• Work required
Write out the records below once more, exactly as they stand.

======== The data

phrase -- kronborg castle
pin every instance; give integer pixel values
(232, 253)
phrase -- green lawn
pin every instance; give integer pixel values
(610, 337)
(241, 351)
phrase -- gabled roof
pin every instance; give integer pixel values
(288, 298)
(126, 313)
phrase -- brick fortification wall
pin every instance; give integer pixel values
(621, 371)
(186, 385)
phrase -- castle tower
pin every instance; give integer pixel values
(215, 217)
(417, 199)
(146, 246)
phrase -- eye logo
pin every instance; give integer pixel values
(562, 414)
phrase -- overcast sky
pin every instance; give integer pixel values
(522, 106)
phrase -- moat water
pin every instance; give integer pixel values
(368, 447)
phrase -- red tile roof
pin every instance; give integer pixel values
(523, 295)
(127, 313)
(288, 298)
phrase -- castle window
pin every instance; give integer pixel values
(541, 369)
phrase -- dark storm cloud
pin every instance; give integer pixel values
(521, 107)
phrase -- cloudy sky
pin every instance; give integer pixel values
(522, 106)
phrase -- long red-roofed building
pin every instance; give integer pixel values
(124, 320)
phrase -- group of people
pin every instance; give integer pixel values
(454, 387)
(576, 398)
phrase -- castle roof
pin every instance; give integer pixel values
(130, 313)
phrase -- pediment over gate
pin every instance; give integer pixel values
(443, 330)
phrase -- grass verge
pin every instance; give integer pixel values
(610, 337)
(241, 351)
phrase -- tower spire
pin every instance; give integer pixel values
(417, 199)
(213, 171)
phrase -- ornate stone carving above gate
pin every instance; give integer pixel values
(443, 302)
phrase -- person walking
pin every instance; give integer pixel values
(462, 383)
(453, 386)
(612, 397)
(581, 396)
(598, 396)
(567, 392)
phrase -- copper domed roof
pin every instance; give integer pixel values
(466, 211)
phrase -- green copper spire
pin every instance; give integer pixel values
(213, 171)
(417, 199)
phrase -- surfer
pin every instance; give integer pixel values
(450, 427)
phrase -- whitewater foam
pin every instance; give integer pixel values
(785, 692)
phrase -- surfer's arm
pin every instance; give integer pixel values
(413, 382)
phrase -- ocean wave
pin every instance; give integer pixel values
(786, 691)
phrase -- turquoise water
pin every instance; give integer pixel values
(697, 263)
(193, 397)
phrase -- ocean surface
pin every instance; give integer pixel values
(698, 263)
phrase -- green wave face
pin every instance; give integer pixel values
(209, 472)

================

• Response
phrase -- kronborg castle
pin every instance; give integer pixel values
(232, 253)
phrase -- green lawn
pin every instance; give integer pixel values
(610, 337)
(241, 351)
phrase -- gabled roof
pin every instance; give integer pixel values
(288, 298)
(126, 313)
phrase -- brick fortification wall
pin every instance; give integer pixel values
(621, 371)
(186, 385)
phrase -- castle tower
pin every instance; give integer pixel values
(215, 217)
(417, 199)
(146, 246)
phrase -- eye logo
pin every instance; give integer pixel values
(562, 414)
phrase -- overcast sky
pin every instance; give integer pixel values
(522, 106)
phrase -- moat water
pin every instance; give integer pixel values
(368, 447)
phrase -- red tile roof
pin every instance; give integer pixel values
(523, 295)
(127, 313)
(288, 298)
phrase -- castle window
pin every instance; give integer pixel values
(541, 369)
phrase -- dark storm cloud
pin every instance; give integer pixel values
(521, 107)
phrase -- cloudy sky
pin every instance; give integer pixel values
(522, 106)
phrase -- long red-roofed building
pin every instance; give integer pixel values
(124, 320)
phrase -- group of people
pin every instance; give integer pixel values
(454, 387)
(576, 398)
phrase -- castle roof
pin every instance; give integer pixel values
(130, 313)
phrase -- pediment over gate
pin every instance; give integer pixel values
(443, 330)
phrase -- grass verge
pin every instance; give integer pixel values
(610, 337)
(241, 351)
phrase -- tower spire
pin every instance; give integer pixel values
(417, 199)
(213, 171)
phrase -- ornate stone carving above gate
pin every instance; give integer pixel values
(443, 302)
phrase -- person walking
pin every instance; give integer pixel values
(462, 383)
(453, 386)
(612, 397)
(581, 396)
(598, 396)
(567, 392)
phrase -- copper domed roof
pin every instance; give integer pixel values
(466, 211)
phrase -- green copper spire
pin every instance; give integer pixel values
(213, 171)
(417, 199)
phrase -- surfer
pin every instance; give integer pixel values
(450, 427)
phrase -- whitewater foam
pin every instance; give integer pixel values
(785, 692)
phrase -- surfer's arm
pin every instance; give integer pixel values
(413, 382)
phrase -- ocean wave
pin every instance; give integer pixel values
(786, 691)
phrase -- turquoise water
pin every instance; give integer pixel values
(697, 263)
(193, 397)
phrase -- ocean surface
pin every instance; give integer pixel values
(698, 263)
phrase -- green wave face
pin every instance; give integer pixel values
(209, 472)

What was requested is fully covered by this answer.